DATASET CONTENT: Begin
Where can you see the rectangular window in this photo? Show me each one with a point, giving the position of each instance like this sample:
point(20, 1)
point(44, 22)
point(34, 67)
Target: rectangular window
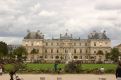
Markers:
point(85, 44)
point(94, 43)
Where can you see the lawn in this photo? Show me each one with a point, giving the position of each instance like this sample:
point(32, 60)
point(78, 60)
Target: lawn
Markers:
point(36, 67)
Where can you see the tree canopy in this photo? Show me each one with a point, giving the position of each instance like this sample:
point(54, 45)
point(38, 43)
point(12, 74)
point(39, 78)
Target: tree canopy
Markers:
point(3, 49)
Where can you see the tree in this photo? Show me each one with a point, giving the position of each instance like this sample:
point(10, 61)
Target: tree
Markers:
point(20, 53)
point(114, 54)
point(73, 67)
point(3, 50)
point(33, 52)
point(100, 54)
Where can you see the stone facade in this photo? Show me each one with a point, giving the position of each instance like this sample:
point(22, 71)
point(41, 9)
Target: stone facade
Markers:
point(83, 50)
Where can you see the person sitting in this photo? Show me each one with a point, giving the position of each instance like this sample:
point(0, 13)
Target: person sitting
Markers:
point(17, 78)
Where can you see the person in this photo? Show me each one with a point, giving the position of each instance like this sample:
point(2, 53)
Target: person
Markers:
point(1, 70)
point(17, 78)
point(118, 71)
point(102, 70)
point(59, 70)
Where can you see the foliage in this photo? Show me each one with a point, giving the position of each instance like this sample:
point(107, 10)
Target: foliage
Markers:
point(113, 55)
point(100, 52)
point(73, 67)
point(3, 49)
point(20, 53)
point(33, 52)
point(49, 68)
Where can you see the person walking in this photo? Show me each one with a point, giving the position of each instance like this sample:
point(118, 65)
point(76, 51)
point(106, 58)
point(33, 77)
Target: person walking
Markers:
point(118, 71)
point(1, 70)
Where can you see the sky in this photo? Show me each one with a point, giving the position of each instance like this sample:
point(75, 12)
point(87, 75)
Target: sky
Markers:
point(53, 17)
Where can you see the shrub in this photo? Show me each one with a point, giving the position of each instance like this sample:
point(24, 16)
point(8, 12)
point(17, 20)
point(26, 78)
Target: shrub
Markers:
point(72, 67)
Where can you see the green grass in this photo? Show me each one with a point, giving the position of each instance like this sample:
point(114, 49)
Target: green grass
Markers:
point(42, 66)
point(94, 66)
point(35, 67)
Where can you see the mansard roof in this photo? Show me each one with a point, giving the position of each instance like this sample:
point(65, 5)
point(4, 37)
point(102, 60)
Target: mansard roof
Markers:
point(66, 36)
point(98, 35)
point(34, 35)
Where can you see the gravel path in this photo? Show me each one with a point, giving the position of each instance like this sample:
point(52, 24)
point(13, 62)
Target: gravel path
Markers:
point(63, 76)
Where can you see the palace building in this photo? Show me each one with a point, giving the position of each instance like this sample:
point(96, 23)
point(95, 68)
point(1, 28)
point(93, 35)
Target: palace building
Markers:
point(90, 50)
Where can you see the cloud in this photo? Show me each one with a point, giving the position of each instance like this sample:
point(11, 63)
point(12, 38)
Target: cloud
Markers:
point(47, 13)
point(108, 5)
point(53, 17)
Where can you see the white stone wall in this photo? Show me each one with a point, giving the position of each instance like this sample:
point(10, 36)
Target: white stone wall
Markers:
point(83, 49)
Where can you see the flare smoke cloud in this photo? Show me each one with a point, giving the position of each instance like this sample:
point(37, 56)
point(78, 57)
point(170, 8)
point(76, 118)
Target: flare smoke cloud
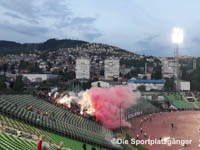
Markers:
point(106, 104)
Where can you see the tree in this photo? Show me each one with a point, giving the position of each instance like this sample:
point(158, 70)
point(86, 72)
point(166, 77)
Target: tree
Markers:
point(141, 88)
point(170, 84)
point(18, 84)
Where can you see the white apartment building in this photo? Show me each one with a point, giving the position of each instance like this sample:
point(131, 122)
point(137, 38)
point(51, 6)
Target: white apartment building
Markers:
point(111, 68)
point(82, 68)
point(168, 67)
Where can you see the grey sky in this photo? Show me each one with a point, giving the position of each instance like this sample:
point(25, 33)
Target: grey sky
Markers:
point(136, 25)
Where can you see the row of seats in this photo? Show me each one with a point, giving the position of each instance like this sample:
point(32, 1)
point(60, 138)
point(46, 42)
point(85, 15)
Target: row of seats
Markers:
point(55, 139)
point(73, 126)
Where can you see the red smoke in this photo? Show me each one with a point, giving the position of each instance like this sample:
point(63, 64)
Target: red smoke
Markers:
point(107, 101)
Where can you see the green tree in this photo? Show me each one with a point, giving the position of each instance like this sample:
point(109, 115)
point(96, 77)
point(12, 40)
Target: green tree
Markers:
point(141, 88)
point(18, 84)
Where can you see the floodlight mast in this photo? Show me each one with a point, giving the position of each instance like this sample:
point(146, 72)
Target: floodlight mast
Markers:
point(177, 39)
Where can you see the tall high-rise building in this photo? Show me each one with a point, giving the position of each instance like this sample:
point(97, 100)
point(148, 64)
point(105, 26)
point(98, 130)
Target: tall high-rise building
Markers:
point(168, 67)
point(82, 68)
point(111, 67)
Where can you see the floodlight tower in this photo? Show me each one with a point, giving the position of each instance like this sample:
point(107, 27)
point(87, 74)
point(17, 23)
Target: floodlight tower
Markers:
point(177, 39)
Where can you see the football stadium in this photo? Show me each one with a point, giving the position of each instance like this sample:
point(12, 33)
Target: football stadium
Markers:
point(99, 75)
point(53, 120)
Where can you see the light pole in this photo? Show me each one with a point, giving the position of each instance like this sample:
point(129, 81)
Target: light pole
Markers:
point(120, 116)
point(177, 39)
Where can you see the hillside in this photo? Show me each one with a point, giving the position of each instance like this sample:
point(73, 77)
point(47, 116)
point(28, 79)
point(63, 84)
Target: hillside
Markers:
point(10, 47)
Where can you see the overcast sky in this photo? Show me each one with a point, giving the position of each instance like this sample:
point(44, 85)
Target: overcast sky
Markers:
point(142, 26)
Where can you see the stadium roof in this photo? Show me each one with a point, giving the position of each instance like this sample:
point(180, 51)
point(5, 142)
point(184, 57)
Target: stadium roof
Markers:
point(147, 81)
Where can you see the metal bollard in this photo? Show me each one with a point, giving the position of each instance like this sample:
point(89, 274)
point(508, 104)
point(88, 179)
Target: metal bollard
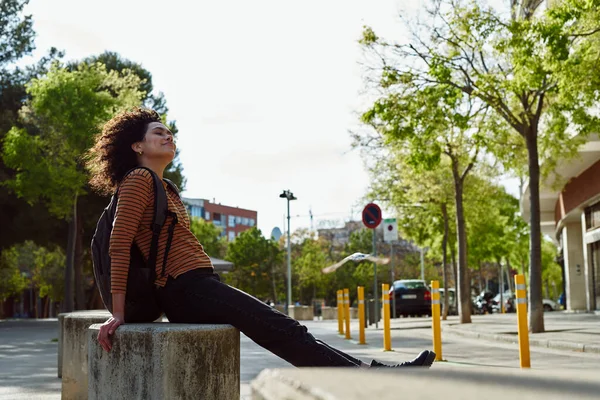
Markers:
point(521, 301)
point(435, 316)
point(385, 300)
point(347, 311)
point(361, 315)
point(340, 312)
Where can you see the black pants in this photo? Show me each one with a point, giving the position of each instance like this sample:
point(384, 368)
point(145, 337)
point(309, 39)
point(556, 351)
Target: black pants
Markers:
point(199, 297)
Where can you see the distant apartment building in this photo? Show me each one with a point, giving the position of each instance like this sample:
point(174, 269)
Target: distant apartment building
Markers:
point(232, 220)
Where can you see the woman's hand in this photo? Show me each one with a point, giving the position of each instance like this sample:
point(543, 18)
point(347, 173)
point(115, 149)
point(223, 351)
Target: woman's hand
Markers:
point(107, 330)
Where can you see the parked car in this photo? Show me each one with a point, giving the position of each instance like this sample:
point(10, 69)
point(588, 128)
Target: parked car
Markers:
point(413, 297)
point(550, 305)
point(509, 303)
point(452, 305)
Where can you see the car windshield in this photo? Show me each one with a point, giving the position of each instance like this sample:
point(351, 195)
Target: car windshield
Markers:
point(413, 285)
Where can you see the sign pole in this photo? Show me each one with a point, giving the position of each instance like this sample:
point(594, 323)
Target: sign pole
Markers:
point(375, 291)
point(392, 278)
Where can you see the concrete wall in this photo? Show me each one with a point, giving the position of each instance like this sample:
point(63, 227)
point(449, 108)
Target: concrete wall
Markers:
point(302, 313)
point(575, 267)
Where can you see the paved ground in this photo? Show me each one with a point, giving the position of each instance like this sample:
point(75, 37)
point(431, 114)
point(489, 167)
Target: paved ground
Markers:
point(28, 353)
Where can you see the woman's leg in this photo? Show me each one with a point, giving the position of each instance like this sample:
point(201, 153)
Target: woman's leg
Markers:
point(196, 297)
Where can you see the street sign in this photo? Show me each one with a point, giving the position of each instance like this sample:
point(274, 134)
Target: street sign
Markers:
point(390, 230)
point(372, 216)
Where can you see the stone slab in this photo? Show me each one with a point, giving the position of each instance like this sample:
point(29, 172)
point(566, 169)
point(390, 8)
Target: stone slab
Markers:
point(72, 350)
point(420, 384)
point(165, 361)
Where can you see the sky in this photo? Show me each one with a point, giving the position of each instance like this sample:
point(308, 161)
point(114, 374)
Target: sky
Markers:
point(264, 92)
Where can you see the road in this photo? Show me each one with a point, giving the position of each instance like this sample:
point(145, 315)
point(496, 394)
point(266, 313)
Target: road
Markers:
point(28, 355)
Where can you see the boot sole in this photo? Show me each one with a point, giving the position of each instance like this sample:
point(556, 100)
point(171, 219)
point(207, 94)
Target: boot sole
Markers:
point(429, 360)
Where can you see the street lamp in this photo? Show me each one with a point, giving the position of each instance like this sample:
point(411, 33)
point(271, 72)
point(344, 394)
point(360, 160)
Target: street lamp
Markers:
point(286, 194)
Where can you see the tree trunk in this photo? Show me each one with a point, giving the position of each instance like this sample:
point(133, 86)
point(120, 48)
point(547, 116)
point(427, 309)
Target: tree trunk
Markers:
point(68, 301)
point(445, 260)
point(464, 286)
point(536, 310)
point(274, 284)
point(78, 267)
point(454, 272)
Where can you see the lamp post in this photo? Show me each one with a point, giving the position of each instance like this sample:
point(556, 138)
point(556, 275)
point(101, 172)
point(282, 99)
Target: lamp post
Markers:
point(286, 194)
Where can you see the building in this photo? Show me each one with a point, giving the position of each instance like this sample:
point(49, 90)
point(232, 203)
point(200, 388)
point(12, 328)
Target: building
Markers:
point(232, 220)
point(570, 215)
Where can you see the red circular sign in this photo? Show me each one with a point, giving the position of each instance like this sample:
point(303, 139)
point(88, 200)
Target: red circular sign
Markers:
point(371, 215)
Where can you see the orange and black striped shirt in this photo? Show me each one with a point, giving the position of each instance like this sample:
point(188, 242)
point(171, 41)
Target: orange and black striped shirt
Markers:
point(134, 214)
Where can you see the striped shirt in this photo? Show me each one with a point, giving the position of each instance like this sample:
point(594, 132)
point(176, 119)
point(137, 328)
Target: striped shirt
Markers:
point(134, 215)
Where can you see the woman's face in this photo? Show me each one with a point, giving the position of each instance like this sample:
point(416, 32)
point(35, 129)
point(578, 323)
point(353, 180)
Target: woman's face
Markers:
point(158, 143)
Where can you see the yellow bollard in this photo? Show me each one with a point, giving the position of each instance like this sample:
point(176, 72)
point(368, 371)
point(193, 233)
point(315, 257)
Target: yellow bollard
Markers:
point(521, 301)
point(340, 312)
point(435, 316)
point(361, 315)
point(385, 301)
point(347, 311)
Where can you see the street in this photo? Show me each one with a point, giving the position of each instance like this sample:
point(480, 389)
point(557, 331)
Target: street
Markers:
point(28, 354)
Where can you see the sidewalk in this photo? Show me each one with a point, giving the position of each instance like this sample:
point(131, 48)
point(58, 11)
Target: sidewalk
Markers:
point(564, 331)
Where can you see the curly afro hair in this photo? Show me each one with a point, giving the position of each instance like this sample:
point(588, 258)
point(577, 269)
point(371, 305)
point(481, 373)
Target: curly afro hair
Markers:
point(111, 156)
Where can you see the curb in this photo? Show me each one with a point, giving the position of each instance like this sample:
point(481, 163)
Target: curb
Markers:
point(514, 339)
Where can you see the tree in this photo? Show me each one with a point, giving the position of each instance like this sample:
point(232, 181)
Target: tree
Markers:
point(257, 263)
point(209, 235)
point(12, 282)
point(16, 31)
point(537, 72)
point(307, 267)
point(64, 112)
point(421, 198)
point(20, 221)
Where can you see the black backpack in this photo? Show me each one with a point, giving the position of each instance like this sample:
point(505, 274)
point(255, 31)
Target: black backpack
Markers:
point(141, 303)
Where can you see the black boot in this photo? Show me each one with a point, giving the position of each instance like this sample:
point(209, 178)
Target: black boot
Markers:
point(424, 359)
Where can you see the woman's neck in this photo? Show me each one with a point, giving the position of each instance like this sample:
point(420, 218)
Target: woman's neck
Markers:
point(158, 168)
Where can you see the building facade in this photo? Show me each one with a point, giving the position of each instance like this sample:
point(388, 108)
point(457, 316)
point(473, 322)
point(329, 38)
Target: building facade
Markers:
point(570, 215)
point(232, 220)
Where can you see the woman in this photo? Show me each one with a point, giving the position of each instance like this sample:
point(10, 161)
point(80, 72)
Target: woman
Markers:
point(189, 291)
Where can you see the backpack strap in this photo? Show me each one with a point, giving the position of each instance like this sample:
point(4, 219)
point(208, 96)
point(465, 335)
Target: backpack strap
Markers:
point(160, 216)
point(172, 185)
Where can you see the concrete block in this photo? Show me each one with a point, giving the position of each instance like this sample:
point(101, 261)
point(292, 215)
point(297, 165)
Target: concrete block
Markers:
point(591, 348)
point(165, 361)
point(562, 345)
point(329, 312)
point(433, 384)
point(72, 350)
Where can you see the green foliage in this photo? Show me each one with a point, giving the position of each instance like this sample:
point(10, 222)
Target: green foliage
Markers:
point(66, 109)
point(311, 258)
point(16, 31)
point(209, 235)
point(49, 273)
point(257, 262)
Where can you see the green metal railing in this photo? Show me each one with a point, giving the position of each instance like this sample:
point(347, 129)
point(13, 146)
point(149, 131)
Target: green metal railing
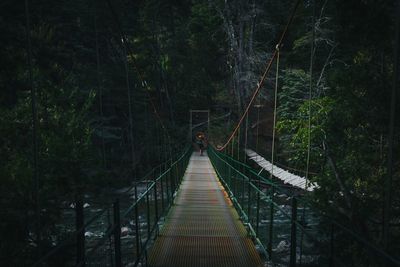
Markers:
point(287, 228)
point(127, 233)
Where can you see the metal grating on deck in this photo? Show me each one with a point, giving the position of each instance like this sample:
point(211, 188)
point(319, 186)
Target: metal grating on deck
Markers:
point(202, 228)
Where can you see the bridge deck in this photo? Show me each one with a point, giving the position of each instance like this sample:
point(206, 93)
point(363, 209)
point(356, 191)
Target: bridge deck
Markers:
point(202, 227)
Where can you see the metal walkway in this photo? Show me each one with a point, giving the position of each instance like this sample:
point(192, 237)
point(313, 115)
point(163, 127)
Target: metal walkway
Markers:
point(202, 228)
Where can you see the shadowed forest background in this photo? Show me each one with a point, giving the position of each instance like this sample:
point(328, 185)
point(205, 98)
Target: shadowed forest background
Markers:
point(114, 82)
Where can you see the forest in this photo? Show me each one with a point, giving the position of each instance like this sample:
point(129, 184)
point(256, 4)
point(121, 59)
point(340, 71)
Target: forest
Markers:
DATASET CONTENT: End
TRY IT: Copy out nothing but the lines from the beginning of the records through the one that contains "Where can you see the person sitting". Skip the pictures.

TASK OUTPUT:
Where can you see the rectangular window in this photo? Show me each one with a point, giving the position of each instance like this sample:
point(20, 1)
point(44, 22)
point(34, 67)
Target: rectangular window
Markers:
point(85, 44)
point(94, 43)
Where can you see the lawn in this photo? Show me each one with a point, giving the position of each instance like this sample:
point(32, 60)
point(78, 60)
Target: lawn
Markers:
point(36, 67)
Where can you see the tree canopy in this photo? Show me each one with a point, giving the position of each instance like this sample:
point(54, 45)
point(38, 43)
point(12, 74)
point(39, 78)
Target: tree canopy
Markers:
point(3, 49)
Where can you see the tree in this photo? Show me each one with a point, giving the position of each instance like this sample:
point(10, 61)
Target: tree
Markers:
point(20, 53)
point(114, 54)
point(73, 67)
point(3, 50)
point(33, 52)
point(100, 54)
Where can you see the stone facade in this photo? Show me each one with a point, giving the position of each instance like this sample:
point(22, 71)
point(41, 9)
Target: stone facade
Markers:
point(83, 50)
Where can you see the person sitting in this photo? Show me each one with a point, giving the position of each instance like this sample:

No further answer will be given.